** Artigo **

══════════════════════════════

Dilma está em dívida com as centrais sindicais


As discussões sobre o reajuste do salário mínimo e a correção da tabela do Imposto de Renda de Pessoa Física (IR) devem dominar a reunião entre as centrais sindicais e o secretário- geral da Presidência da República, Gilberto Carvalho, nesta quarta-feira (26), em Brasília. Mas lideranças do movimento levarão à mesa uma dúvida que há meses preocupa as entidades: qual será, afinal, o canal de negociação entre as centrais e o governo da presidente Dilma Rousseff?

Por André Cintra

De acordo com sindicalistas ouvidos pelo Vermelho, Dilma ainda não deu sinais definitivos de como será seu relacionamento com os mais diversos movimentos da sociedade civil. Tudo indica, porém, que a presidente não adotará os termos estabelecidos por seu antecessor, Luiz Inácio Lula da Silva. A principal queixa das centrais diz respeito à falta de diálogo.

══════════════════════════════

** Linhas de dados **
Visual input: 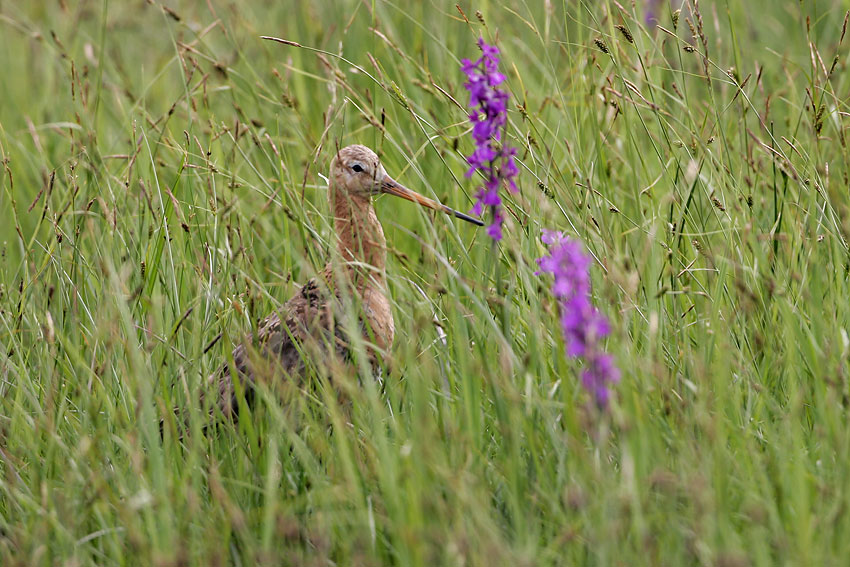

══════════════════════════════

** Tarefas e exercícios **
**A.** Segundo o artigo sobre Dilma e as centrais sindicais, qual é a principal queixa das centrais?
**B.** Escreva a continuação do artigo sobre a relação entre Dilma e as centrais sindicais, começando logo após a última frase.

** Lista de respostas **
**A.** A principal queixa das centrais é a falta de diálogo.

**B.**
“A gente vem notando esse problema na interlocução desde a campanha eleitoral e mesmo depois que a Dilma foi eleita”, afirma Wagner Gomes, presidente da CTB (Central dos Trabalhadores e Trabalhadoras do Brasil). Wagner lembra que a própria reunião de quarta-feira “só foi arrancada depois de muito tempo e muita pressão. A presidente Dilma deveria manter uma interlocução mais periódica com os movimentos sociais”.

Segundo o presidente da CTB, no encontro com Gilberto Carvalho as centrais devem recordar o “bom histórico de diálogo” construído ao longo da década. “Juntos, o governo Lula e as centrais resolveram vários problemas. A política de valorização do salário mínimo, negociada entre as duas partes, foi fundamental para a superação da crise econômica”, diz Wagner. “Esperamos que, depois de quarta-feira, o governo prossiga num processo de conversas mais frequentes.”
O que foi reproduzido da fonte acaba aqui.